**YOUR GOAL**
Print out every line of the listing below without alteration.

**SOURCE RECORDS**
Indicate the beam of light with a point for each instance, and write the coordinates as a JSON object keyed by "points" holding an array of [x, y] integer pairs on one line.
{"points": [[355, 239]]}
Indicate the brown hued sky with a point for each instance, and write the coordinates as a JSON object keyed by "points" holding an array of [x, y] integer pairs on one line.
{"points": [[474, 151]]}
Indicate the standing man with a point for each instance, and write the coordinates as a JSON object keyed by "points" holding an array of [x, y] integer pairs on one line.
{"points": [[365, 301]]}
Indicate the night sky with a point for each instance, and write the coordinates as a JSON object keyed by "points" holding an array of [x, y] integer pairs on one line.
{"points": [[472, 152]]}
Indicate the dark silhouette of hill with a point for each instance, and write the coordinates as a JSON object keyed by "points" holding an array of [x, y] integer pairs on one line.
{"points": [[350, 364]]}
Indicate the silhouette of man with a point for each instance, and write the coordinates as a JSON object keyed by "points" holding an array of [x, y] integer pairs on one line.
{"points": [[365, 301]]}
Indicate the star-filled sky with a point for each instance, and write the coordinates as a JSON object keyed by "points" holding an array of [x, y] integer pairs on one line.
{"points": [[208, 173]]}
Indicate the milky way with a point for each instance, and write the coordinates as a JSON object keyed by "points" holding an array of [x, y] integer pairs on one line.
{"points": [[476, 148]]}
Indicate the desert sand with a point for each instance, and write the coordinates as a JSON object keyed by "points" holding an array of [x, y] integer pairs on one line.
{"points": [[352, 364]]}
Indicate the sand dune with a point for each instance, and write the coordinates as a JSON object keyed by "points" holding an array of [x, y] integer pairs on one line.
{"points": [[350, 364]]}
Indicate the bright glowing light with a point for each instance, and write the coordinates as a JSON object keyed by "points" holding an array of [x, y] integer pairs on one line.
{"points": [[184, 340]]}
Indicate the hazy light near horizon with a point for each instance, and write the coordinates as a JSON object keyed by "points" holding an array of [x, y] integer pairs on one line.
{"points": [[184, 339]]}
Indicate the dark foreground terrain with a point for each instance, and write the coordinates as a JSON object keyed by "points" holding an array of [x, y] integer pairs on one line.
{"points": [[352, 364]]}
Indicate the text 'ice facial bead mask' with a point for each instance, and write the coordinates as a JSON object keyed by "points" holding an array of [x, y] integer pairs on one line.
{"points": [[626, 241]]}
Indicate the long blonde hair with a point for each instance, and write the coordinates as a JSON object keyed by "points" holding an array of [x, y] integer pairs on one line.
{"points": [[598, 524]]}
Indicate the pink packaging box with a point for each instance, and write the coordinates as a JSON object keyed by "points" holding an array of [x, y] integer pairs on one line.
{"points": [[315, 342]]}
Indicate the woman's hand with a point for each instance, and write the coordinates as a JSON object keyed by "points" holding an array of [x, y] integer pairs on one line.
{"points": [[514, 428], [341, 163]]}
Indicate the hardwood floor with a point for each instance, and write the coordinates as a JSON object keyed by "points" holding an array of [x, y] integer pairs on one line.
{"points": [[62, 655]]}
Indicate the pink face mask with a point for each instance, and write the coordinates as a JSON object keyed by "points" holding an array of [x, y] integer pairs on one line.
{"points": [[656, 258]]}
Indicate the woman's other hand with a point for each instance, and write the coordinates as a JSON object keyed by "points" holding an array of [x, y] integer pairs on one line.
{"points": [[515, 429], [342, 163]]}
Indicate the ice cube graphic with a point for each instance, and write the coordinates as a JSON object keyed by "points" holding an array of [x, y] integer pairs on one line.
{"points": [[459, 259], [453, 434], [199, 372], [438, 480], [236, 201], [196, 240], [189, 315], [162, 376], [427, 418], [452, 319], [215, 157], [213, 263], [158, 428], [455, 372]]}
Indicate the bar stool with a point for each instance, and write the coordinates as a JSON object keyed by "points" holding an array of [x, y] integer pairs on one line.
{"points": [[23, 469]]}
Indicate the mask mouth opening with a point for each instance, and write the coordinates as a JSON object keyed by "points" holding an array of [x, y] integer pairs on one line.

**REPLY**
Indicate the beam of light with a point for each instance, and write the coordinates as a JSON object keyed by "points" holding an array of [x, y] integer pairs on one line.
{"points": [[355, 239]]}
Indicate the brown hued sky with a point for each instance, and write the coordinates as a JSON object keyed by "points" holding an array of [x, y] integer pairs on one line.
{"points": [[474, 151]]}
Indicate the standing man with a point for each instance, and write the coordinates as a JSON object keyed by "points" holding an array of [x, y] integer pairs on one line.
{"points": [[365, 301]]}
Indicate the night sky with a point for each instance, and write the coordinates as a JSON object keyed by "points" holding an array of [x, y] integer pairs on one line.
{"points": [[472, 152]]}
Indicate the dark silhouette of hill with a point for each instance, and write the coordinates as a JSON object keyed by "points" holding an array of [x, y] integer pairs on one line.
{"points": [[350, 364]]}
Indicate the silhouette of man with a point for each instance, and write the coordinates as a JSON object keyed by "points" holding an array of [x, y] integer pairs on one line.
{"points": [[365, 301]]}
Indicate the star-filled sky with a point for each instance, and write the coordinates as a JSON object keyed by "points" holding an array of [x, y] integer pairs on one line.
{"points": [[208, 173]]}
Indicate the milky way with a point for each instance, and write the coordinates as a JSON object keyed by "points" holding an array of [x, y] integer pairs on one line.
{"points": [[476, 148]]}
Indicate the desert sand with a point for each instance, and write the coordinates as a JSON object keyed by "points" holding an array of [x, y] integer pairs on one line.
{"points": [[352, 364]]}
Indicate the sand dune with a point for each instance, and write the coordinates as a JSON object keyed by "points" holding an array of [x, y] integer pairs on one line.
{"points": [[350, 364]]}
Indicate the bright glowing light with a point for each instance, and write the coordinates as a JSON object keyed by "points" holding an array of [x, y] integer pairs on one line.
{"points": [[184, 340]]}
Indicate the hazy light near horizon with a point for each instance, and write the coordinates as a JSON object keyed by "points" holding an array of [x, y] integer pairs on one line.
{"points": [[184, 339]]}
Indicate the dark foreground terrain with a point for each instance, and write the coordinates as a JSON object keyed by "points" holding an array of [x, y] integer pairs on one line.
{"points": [[352, 364]]}
Indicate the text 'ice facial bead mask' with a point for each instance, and write the coordinates as a JSON object keyed by "points" holding an array of [x, y] integer pairs on one line.
{"points": [[626, 241]]}
Indicate the long blonde hair with a point for each instance, and write the coordinates as a JSON object keyed by "points" holding an array of [x, y] integer pairs on one line.
{"points": [[598, 524]]}
Indicate the pink packaging box with a point for each instance, and write the coordinates as a JSON object keyed by "points" holding an array of [x, y] integer pairs on one line.
{"points": [[315, 342]]}
Indicate the woman's hand with a point for each instance, and write the coordinates as a JSON object keyed by "points" holding an array of [x, y] integer pairs on one line.
{"points": [[514, 428], [341, 163]]}
Indicate the hardwood floor with a point for each instance, and write the coordinates as a JSON object keyed by "points" holding an array of [x, y] integer pairs on one line.
{"points": [[62, 655]]}
Indicate the pink face mask with a point for each instance, and write the coordinates as a JSON object keyed by "points" holding an array of [x, y] integer pairs on one line.
{"points": [[656, 258]]}
Indicate the woman's other hand with a point for each instance, and write the coordinates as a JSON object keyed by "points" holding an array of [x, y] integer pairs on one line.
{"points": [[515, 429], [342, 163]]}
Indicate the ice cube graphic with a point for each instance, and write the coordinates as a JSON object keyed by "points" holding an array of [x, y] integer pairs on one line.
{"points": [[459, 259], [453, 434], [199, 372], [438, 480], [236, 201], [196, 240], [189, 315], [162, 376], [427, 418], [452, 319], [215, 157], [213, 263], [158, 428], [455, 372]]}
Indicate the bar stool with a point for each instance, and write the coordinates as a JSON object keyed by "points" holding an array of [x, y] integer pairs on one line.
{"points": [[23, 469]]}
Indicate the mask mouth opening with a point for each instance, and write the coordinates as a JSON object keyed by "points" holding an array of [x, y] integer pairs on one line.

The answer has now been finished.